==== Quoted passage ====

The accelerated adoption of digital channels – combined with the ongoing disruption caused by COVID-19 – has changed the way that customers seek out and engage with content.
“We have changed as consumers,” explains Viseven CEO Nataliya Andreychuk. “Our attention span has changed, and so we are consuming information differently. Instead of spending a lot of time reading articles and sticking to one source of information, we now spend less than one minute looking for an article and searching through several channels, all from the one device.”
Modern marketing requires a much more agile approach than the industry is used to. We have come to expect seamless, dynamic, and personalised engagement experiences across a variety of channels, and healthcare providers are no exception. Targeting audiences across numerous channels requires marketing teams to create large volumes of content, as well as a unique personal content experience for every target audience. As such, demand for greater volumes of personalised digital content has skyrocketed.
For an industry such as pharma, which must adhere to strict legal and regulatory procedures, creating an agile communications strategy can be a complex challenge. This, Andreychuk says, is where modular content can provide a highly effective solution to help teams address some of the biggest content marketing barriers: resource limitations, speed to market, and consistency.
“Modular content breaks a big document into meaningful chunks that are well structured, semantically categorised, and ridged,” says Andreychuk. “They are really designed to be discoverable, reusable, not just across the different channels, but across different information products, different families of information products, and across different audiences as well.”
In contrast to traditional methods of communications, which require lengthy turnaround and approval times for each specific use, with a modular approach, each ‘block’ can be predefined and organised according to the main content requirements and used in various forms, from SMM content and emails to interactive presentations like an eDetailer.
“With modular content, we un-prison content; we unlock the format. We do not stick to some format, which is feedable to only one channel or informational product. Modular content breaks this paradigm, and by breaking it, helps to serve the innovation, which is omnichannel communication,” explains Andreychuk. “What is most important is that it is trustworthy content. It is validated. It is approved.”
For pharma and life sciences companies, modular content can help to address a significant barrier to agility – bottlenecks caused by lengthy medical, legal, and regulatory review processes. Given the nature of the industry, each piece of content must adhere to the rigorous compliance requirements demanded of certified healthcare communications. While this process does reduce the risk of distributing incorrect or harmful information to customers, it has the knock-on effect of impeding agile and dynamic communications, as every new piece of content must be individually analysed and approved.

==== Recorded information ====

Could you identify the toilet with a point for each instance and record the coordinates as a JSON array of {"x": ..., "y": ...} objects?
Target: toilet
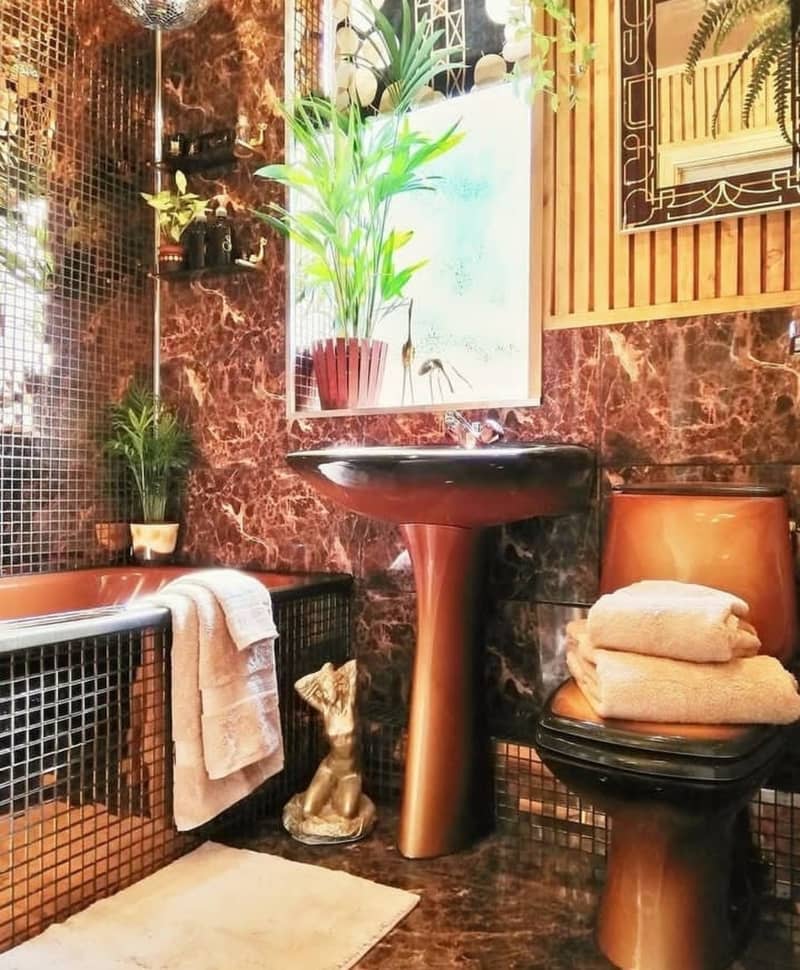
[{"x": 676, "y": 894}]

====

§ Task set:
• a. Answer the following questions from the article on modular content.
(i) What position does Nataliya Andreychuk hold?
(ii) Which three content marketing barriers can modular content help teams address?
(iii) What processes cause the bottlenecks that hinder agility for pharma and life sciences companies?
• b. List every form of content in which a predefined block can be used, according to the article on modular content.
• c. Carry on the article on modular content from the point at which it ends, keeping its formal tone.

§ Written answers:
• a.
(i) She is the CEO of Viseven.
(ii) Resource limitations, speed to market, and consistency.
(iii) Lengthy medical, legal, and regulatory review processes.

• b.
SMM content
Emails
Interactive presentations such as an eDetailer

• c.
With modular content, pharma companies approve each ‘block’ individually, meaning that any claim updates or changes can be made to the module directly rather than requiring teams to recreate or reapprove the whole completed asset. As such, teams can piece together and publish assets faster and safely in the knowledge that the content is appropriate and meets the mandatory requirements for external release.
As Andreychuk explains, digital asset management (DAM) systems act as the backbone of modular content and, in turn, omnichannel communications.
Large corporations, such as pharma companies, produce large volumes of data and information, which have been traditionally housed in siloed content libraries. As such, visibility is limited, and teams across departments often end up creating duplicate content for different channels and uses.
A global DAM system unites all teams under a ‘Single Source of Truth’. In this central hub, teams can easily store and access all of the company’s pre-approved modules.
“Modular content only has to be created once, approved once, and retired once,” says Andreychuk. “The metadata assigned to one module will not only help to reuse it and repurpose it through different channels and information products, it also will help us to track it, to trace the approval status, if it is approved, and when it was approved.
“[We can also track] the expiration date, so when any of the resources used in this model will expire, for example, if a module includes a call to action, such as opt-ins connected to consent, we can see if this consent status was taken.”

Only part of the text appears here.